Exercise prompt:
Return only the lines starting at the line that contains "Practice step: put one dot on the blue" and ending with the final line of the listing; include both endpoints.

Information supplied:
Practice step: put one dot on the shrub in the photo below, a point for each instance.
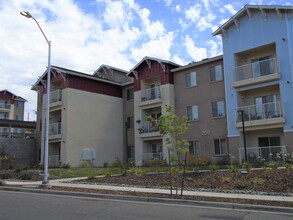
(247, 166)
(66, 166)
(257, 180)
(233, 169)
(25, 176)
(241, 185)
(213, 167)
(226, 179)
(86, 164)
(197, 162)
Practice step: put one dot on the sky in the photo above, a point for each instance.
(85, 34)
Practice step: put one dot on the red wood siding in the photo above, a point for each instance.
(89, 85)
(144, 72)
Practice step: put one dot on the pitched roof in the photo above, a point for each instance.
(247, 9)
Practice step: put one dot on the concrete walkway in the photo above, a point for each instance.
(66, 183)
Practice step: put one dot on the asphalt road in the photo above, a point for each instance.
(20, 205)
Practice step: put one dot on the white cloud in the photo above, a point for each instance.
(230, 8)
(194, 52)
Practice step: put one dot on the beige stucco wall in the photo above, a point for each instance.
(167, 92)
(91, 121)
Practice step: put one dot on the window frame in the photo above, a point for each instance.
(187, 113)
(196, 148)
(129, 94)
(221, 153)
(188, 79)
(213, 73)
(218, 115)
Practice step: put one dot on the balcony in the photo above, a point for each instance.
(55, 100)
(256, 72)
(265, 154)
(269, 115)
(150, 96)
(152, 156)
(55, 131)
(149, 129)
(4, 107)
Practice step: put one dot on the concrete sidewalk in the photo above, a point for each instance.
(66, 183)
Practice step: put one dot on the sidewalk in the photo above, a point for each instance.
(66, 183)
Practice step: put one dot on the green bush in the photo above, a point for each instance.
(86, 164)
(197, 162)
(241, 185)
(233, 169)
(25, 176)
(213, 167)
(66, 166)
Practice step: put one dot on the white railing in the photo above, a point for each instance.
(148, 127)
(54, 160)
(56, 96)
(4, 105)
(152, 156)
(255, 69)
(263, 154)
(55, 129)
(150, 94)
(260, 112)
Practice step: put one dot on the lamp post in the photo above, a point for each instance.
(241, 112)
(46, 148)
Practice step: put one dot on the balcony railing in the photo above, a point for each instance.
(4, 105)
(260, 112)
(265, 154)
(152, 156)
(148, 127)
(55, 129)
(56, 96)
(151, 94)
(255, 70)
(54, 161)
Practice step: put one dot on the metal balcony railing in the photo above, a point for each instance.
(56, 96)
(260, 112)
(152, 156)
(150, 94)
(54, 129)
(148, 127)
(265, 154)
(255, 69)
(4, 105)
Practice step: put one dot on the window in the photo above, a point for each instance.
(262, 66)
(18, 117)
(266, 106)
(130, 122)
(192, 113)
(191, 79)
(218, 109)
(194, 148)
(220, 146)
(19, 104)
(216, 73)
(129, 94)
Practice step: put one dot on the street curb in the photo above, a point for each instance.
(243, 207)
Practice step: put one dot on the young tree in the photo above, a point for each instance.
(173, 128)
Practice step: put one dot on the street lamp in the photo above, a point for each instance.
(46, 148)
(241, 112)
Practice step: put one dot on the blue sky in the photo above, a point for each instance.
(88, 33)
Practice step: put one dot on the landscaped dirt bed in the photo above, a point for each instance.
(279, 181)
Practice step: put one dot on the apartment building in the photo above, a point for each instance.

Your solution:
Practice step: put one dot on the blue sky in the photo above, a point for each instance.
(88, 33)
Practice step: put one dot on the landscaped dirt bed in the photo above, a point for each instance.
(279, 181)
Practice step: put one dot on the apartment building in the photo above, a point for each instance.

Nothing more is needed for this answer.